Work to be completed: Every line with "desk" in it should be copied from the data.

----- Record excerpts

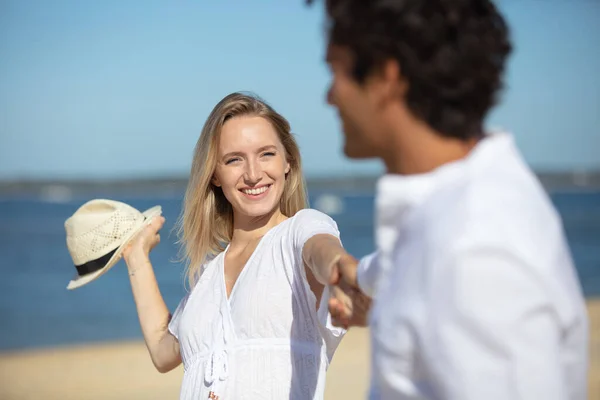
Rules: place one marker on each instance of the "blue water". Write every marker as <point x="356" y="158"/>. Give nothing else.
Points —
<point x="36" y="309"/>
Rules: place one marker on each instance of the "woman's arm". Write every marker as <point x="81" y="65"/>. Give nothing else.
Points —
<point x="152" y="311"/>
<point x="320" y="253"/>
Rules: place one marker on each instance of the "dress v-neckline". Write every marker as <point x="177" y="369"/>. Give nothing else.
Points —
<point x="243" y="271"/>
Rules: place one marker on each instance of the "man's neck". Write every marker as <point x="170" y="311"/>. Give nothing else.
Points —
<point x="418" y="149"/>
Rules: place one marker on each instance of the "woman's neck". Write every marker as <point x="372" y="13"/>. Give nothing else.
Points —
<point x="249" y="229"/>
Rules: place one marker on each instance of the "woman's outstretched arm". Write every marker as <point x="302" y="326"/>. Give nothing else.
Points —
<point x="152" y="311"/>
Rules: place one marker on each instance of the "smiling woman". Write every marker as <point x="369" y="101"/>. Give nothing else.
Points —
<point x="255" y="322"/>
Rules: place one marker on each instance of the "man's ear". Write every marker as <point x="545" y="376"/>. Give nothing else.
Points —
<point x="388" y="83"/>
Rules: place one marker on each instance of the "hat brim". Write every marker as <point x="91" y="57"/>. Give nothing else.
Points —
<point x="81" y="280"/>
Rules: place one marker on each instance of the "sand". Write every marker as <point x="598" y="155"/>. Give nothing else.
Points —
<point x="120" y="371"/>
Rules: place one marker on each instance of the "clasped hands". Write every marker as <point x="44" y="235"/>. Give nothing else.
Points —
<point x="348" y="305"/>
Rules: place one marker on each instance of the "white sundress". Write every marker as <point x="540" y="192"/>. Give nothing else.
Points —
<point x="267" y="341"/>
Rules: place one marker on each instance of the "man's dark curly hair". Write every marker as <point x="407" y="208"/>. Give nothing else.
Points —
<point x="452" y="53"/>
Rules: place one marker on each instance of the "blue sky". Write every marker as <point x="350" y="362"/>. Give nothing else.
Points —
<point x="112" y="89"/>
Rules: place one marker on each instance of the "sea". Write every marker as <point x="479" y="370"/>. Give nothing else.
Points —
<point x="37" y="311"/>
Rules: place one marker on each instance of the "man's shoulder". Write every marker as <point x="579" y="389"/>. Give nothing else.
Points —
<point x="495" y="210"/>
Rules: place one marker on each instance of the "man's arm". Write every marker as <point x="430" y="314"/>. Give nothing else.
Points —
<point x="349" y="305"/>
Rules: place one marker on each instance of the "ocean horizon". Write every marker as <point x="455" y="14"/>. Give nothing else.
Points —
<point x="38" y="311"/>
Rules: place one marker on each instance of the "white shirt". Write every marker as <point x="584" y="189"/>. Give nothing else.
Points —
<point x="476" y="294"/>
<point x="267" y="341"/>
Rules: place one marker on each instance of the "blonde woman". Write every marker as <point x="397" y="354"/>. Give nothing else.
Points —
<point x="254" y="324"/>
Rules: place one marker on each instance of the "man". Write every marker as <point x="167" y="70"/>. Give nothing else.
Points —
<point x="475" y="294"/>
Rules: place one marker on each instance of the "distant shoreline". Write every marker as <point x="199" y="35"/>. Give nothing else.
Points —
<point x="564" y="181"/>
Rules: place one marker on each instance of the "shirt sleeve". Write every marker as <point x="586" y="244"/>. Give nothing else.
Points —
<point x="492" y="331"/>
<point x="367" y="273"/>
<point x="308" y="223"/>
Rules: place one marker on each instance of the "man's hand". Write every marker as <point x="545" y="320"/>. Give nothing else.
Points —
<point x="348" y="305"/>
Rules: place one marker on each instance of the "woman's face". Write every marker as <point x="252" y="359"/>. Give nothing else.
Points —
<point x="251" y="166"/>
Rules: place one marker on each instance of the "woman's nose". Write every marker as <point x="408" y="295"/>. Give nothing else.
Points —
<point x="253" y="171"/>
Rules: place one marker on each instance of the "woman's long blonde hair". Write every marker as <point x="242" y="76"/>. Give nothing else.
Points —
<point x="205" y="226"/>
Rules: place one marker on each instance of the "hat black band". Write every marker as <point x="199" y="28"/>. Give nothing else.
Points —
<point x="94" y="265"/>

----------
----- Record excerpts

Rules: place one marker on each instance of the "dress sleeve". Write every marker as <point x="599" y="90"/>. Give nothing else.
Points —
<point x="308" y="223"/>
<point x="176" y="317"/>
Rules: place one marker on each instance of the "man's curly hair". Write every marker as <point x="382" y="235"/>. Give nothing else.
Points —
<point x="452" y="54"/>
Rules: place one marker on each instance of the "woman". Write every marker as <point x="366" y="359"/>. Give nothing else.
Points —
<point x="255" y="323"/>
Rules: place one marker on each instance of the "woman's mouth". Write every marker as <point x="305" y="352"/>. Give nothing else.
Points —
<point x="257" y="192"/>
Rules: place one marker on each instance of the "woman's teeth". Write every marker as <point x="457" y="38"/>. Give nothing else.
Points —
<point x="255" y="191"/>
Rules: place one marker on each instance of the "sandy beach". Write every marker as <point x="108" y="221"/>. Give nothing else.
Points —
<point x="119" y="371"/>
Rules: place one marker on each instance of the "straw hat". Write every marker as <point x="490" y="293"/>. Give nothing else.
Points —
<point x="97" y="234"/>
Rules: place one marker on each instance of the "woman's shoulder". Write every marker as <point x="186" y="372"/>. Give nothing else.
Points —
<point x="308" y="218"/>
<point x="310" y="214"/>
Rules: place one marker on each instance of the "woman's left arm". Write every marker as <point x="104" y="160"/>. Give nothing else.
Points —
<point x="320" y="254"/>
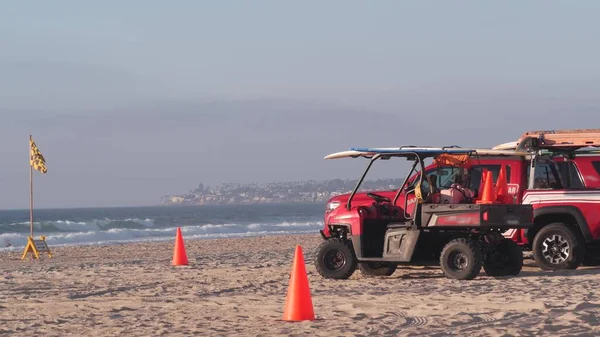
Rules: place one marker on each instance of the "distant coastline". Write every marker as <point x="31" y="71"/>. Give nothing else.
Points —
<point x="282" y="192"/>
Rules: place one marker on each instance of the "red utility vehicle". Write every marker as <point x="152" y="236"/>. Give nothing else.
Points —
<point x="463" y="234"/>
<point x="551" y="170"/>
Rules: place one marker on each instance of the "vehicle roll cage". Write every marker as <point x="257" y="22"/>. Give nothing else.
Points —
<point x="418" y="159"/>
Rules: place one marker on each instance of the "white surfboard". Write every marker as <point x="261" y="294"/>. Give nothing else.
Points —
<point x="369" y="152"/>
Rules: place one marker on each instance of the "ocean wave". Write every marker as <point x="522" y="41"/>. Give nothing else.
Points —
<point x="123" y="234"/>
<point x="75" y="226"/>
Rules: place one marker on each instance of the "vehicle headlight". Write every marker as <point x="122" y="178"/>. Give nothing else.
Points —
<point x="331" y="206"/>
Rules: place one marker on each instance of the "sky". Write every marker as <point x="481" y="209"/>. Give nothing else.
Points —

----------
----- Record excerpts

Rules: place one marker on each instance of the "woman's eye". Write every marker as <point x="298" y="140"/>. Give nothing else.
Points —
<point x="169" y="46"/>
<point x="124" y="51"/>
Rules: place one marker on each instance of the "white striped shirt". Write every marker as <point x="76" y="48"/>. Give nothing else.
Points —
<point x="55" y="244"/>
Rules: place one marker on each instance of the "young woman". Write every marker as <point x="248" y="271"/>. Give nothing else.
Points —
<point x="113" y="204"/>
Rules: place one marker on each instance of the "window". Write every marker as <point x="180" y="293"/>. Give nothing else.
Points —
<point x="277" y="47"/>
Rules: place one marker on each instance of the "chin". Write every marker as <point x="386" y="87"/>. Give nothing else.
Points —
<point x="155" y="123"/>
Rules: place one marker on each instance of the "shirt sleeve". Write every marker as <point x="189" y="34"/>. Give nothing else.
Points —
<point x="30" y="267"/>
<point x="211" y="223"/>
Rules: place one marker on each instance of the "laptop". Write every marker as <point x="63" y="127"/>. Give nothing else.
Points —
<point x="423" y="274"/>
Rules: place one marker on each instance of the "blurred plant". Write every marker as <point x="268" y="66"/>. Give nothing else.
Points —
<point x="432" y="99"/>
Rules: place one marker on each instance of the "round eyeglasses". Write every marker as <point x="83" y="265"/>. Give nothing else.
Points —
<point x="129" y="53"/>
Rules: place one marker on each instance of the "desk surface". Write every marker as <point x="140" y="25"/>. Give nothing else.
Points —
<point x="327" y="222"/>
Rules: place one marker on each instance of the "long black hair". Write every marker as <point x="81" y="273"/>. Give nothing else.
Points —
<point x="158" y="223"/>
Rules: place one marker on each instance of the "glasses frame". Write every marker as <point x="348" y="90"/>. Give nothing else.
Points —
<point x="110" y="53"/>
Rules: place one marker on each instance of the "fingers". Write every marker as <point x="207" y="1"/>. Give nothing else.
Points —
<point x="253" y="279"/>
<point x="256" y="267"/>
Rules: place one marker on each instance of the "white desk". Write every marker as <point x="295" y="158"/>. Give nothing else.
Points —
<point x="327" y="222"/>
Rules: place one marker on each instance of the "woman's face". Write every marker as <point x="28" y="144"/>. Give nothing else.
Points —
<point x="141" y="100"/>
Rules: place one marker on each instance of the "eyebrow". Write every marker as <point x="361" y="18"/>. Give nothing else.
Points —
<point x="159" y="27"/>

----------

Response to the task:
Rules: place one marker on each instance of the "desk surface". Write every marker as <point x="140" y="25"/>. Give nothing else.
Rules: place one marker on each instance of the "white desk". Write every marker as <point x="295" y="158"/>. Give nothing else.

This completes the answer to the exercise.